Print unchanged the part of the items below that begins with the line containing "like [(65, 447)]." and ends with the final line of the items.

Data items
## Begin

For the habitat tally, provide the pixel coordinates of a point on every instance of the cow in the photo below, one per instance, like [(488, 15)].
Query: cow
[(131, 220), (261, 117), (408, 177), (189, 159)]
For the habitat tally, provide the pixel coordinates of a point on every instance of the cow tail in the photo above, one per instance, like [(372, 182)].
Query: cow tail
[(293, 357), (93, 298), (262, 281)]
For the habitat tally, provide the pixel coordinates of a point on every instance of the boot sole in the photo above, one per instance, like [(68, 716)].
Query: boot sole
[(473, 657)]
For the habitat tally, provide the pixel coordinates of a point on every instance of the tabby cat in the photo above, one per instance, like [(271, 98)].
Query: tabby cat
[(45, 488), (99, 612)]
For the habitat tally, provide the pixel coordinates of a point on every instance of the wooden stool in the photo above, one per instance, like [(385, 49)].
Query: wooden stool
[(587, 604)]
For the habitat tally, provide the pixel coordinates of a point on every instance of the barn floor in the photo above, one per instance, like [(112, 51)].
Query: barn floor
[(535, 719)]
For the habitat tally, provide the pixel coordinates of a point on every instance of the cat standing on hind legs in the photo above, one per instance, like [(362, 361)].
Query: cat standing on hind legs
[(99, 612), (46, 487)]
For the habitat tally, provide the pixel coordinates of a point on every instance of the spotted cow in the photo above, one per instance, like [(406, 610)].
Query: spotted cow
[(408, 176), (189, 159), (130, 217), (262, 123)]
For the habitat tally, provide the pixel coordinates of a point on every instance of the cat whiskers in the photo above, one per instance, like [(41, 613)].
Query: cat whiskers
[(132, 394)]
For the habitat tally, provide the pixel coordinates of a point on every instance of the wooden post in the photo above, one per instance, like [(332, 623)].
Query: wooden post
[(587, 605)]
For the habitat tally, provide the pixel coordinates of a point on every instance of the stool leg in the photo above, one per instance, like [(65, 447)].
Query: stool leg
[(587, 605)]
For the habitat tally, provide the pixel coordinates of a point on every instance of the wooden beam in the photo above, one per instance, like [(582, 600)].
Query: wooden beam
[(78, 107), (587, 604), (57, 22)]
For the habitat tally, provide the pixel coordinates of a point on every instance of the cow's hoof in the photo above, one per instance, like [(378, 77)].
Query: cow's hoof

## End

FINAL RESULT.
For the habitat tally, provide the pixel coordinates of a point on every instance of the stool leg in the photo above, one per instance, like [(65, 447)].
Query: stool leg
[(587, 605)]
For the habitat tally, provide the pixel coordinates of a point on every instance of the wooden beam in the photo above, one per instance, like [(582, 600)].
Query: wooden beam
[(78, 107), (587, 604), (57, 22)]
For the habitat tally, provide the pixel coordinates of a point on every instance of the cow's hoof in the photo above, one per instance, like [(378, 77)].
Query: cow's hoof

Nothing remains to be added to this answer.